— START MATERIAL FOR THE TASK —

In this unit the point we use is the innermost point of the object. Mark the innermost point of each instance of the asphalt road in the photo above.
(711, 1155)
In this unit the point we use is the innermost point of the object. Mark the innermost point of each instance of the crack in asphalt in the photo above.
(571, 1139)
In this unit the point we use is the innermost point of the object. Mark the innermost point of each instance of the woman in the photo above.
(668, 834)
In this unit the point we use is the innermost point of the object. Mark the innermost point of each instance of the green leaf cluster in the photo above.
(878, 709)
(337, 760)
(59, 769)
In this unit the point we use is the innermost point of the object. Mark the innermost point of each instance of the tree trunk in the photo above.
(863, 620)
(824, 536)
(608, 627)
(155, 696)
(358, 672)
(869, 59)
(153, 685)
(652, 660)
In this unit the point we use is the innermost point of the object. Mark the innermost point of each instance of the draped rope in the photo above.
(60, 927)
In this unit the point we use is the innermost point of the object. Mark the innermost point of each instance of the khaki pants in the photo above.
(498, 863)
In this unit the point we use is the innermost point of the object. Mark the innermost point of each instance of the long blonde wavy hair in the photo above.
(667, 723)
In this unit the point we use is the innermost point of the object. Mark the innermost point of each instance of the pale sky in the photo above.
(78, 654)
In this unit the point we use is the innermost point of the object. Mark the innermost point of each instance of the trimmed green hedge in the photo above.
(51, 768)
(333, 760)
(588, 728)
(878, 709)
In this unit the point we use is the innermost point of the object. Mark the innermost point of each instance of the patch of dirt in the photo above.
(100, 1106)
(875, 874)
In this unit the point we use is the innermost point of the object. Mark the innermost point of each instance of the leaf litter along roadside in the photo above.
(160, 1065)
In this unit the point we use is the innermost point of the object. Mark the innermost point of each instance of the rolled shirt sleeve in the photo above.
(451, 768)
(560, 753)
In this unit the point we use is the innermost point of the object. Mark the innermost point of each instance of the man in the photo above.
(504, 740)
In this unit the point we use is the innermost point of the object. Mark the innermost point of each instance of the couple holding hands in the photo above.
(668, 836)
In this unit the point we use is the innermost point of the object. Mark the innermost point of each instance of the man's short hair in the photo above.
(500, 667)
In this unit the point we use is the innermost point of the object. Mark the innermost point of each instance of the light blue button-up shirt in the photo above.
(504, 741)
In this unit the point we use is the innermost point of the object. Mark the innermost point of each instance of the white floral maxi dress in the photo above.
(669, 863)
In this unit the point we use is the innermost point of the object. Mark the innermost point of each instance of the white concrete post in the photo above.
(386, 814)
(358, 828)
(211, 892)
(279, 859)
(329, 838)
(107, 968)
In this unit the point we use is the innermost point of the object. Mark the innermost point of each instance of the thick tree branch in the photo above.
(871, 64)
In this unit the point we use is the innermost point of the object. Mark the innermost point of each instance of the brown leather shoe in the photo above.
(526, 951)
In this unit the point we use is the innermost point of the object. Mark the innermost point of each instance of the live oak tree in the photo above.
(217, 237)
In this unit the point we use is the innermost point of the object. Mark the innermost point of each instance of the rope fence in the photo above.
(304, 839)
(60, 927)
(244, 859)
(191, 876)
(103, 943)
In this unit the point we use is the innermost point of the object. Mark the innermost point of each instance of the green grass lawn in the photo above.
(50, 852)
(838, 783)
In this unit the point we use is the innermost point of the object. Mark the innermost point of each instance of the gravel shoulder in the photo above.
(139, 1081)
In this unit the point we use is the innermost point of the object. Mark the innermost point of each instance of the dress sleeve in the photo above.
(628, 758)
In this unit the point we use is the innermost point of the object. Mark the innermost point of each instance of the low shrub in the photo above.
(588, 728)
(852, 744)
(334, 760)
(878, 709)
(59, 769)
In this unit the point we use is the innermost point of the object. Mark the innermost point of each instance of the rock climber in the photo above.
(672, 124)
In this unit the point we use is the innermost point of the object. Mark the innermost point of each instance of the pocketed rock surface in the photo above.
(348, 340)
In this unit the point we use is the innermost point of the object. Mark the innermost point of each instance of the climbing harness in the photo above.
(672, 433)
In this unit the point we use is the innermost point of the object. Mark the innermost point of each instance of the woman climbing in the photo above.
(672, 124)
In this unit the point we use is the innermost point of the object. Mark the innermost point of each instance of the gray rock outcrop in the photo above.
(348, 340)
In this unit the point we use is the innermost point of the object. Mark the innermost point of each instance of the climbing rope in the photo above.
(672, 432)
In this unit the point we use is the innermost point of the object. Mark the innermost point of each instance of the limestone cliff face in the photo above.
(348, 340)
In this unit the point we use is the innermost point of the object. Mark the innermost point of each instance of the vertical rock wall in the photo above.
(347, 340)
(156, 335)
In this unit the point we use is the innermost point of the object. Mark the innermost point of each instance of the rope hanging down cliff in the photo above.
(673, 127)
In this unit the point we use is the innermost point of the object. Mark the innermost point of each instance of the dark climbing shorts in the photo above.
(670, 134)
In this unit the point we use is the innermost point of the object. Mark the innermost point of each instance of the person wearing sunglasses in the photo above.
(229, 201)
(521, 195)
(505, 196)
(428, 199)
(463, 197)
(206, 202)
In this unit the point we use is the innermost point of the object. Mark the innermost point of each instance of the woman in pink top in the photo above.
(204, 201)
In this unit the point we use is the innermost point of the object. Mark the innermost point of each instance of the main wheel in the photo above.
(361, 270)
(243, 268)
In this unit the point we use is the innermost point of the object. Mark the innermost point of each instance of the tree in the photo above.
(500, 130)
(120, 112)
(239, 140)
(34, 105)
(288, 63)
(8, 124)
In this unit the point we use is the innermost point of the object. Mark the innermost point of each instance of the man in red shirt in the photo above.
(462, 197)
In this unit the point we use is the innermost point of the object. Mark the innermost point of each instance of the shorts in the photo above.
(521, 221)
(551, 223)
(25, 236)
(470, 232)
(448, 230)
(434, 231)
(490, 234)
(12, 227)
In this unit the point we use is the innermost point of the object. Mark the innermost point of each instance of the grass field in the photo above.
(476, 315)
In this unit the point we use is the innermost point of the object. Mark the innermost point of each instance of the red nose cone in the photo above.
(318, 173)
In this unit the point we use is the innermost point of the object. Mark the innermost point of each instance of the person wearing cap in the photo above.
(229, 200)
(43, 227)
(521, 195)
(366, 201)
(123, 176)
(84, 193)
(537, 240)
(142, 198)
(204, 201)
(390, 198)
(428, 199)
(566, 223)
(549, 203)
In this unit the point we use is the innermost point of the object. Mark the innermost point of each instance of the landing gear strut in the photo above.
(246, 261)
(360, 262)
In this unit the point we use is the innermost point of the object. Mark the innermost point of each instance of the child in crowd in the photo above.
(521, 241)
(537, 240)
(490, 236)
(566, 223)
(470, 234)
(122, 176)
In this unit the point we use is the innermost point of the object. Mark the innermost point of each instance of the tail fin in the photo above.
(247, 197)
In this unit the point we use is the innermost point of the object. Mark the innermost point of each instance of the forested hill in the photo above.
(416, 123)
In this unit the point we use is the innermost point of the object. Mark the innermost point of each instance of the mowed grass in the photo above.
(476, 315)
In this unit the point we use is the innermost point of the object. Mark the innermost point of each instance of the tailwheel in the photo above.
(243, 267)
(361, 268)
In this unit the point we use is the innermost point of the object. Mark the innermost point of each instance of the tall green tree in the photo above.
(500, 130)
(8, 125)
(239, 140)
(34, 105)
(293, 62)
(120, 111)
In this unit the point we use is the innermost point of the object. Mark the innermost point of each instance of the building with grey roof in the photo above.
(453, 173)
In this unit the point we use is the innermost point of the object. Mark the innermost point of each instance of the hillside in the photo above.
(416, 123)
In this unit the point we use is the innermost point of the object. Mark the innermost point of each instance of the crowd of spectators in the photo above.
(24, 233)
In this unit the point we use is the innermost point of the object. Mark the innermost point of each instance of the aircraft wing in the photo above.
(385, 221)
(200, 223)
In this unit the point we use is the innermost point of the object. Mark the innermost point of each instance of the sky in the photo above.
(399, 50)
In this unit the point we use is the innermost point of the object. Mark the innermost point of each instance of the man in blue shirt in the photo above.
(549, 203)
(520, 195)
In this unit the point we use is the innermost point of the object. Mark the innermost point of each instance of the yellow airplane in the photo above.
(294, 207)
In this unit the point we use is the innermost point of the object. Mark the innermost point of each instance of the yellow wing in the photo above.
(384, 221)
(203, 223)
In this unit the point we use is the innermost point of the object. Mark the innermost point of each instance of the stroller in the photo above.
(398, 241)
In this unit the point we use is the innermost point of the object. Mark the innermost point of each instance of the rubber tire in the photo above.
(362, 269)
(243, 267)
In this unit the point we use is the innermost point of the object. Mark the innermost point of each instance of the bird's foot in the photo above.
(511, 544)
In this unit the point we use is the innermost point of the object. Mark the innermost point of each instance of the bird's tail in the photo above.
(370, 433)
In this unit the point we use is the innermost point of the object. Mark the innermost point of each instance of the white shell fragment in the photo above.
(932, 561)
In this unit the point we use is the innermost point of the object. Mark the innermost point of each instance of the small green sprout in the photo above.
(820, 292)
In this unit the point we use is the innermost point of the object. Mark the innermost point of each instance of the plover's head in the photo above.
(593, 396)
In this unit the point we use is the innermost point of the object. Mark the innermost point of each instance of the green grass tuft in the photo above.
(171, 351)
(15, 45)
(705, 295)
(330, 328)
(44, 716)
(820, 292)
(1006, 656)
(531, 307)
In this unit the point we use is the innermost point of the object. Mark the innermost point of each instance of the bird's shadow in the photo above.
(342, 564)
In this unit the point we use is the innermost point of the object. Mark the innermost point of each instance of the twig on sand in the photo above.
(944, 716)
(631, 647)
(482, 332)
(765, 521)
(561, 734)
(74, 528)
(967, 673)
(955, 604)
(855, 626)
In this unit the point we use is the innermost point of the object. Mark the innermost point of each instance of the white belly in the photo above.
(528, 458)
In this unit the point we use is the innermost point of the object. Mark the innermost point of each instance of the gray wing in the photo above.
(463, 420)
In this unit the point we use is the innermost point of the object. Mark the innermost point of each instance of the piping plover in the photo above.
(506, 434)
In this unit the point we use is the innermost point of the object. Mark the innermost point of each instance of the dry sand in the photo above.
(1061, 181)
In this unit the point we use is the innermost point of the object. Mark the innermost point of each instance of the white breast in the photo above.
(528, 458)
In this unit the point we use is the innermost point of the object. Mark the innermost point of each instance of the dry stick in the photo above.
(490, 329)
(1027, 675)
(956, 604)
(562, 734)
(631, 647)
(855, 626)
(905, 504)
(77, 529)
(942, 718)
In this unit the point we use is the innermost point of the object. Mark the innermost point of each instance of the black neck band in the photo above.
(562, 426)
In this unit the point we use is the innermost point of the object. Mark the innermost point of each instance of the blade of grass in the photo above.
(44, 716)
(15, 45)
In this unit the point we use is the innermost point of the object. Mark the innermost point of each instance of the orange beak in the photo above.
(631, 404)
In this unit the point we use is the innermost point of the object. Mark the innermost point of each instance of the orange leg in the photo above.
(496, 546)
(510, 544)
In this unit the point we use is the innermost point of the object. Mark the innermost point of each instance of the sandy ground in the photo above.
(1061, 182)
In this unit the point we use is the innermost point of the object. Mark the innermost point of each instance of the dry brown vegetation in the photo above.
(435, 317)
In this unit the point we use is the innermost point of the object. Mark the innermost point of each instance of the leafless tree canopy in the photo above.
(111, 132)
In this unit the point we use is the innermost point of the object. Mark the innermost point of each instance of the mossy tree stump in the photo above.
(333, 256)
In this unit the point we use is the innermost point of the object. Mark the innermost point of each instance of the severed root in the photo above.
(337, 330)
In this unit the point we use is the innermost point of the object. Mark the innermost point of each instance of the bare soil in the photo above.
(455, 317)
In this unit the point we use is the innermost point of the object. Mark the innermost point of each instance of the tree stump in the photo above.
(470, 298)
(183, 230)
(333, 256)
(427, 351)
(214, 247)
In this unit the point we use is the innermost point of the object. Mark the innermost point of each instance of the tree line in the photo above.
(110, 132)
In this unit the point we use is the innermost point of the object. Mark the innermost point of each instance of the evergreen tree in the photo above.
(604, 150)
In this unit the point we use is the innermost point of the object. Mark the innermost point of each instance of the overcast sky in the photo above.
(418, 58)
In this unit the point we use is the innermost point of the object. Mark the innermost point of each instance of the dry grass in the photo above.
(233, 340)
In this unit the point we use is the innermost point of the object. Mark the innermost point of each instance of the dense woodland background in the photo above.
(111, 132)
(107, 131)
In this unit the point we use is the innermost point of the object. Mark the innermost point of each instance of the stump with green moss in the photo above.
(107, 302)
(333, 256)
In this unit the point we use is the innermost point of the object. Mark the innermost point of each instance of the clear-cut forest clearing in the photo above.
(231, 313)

— END MATERIAL FOR THE TASK —

WORK REQUIRED
Return, unchanged, every line from the beginning of the records through the line that contains "(711, 1155)", including that line.

REPLY TO THE EXERCISE
In this unit the point we use is the innermost point of the object. Mark the innermost point of each instance of the asphalt road in the photo above.
(711, 1155)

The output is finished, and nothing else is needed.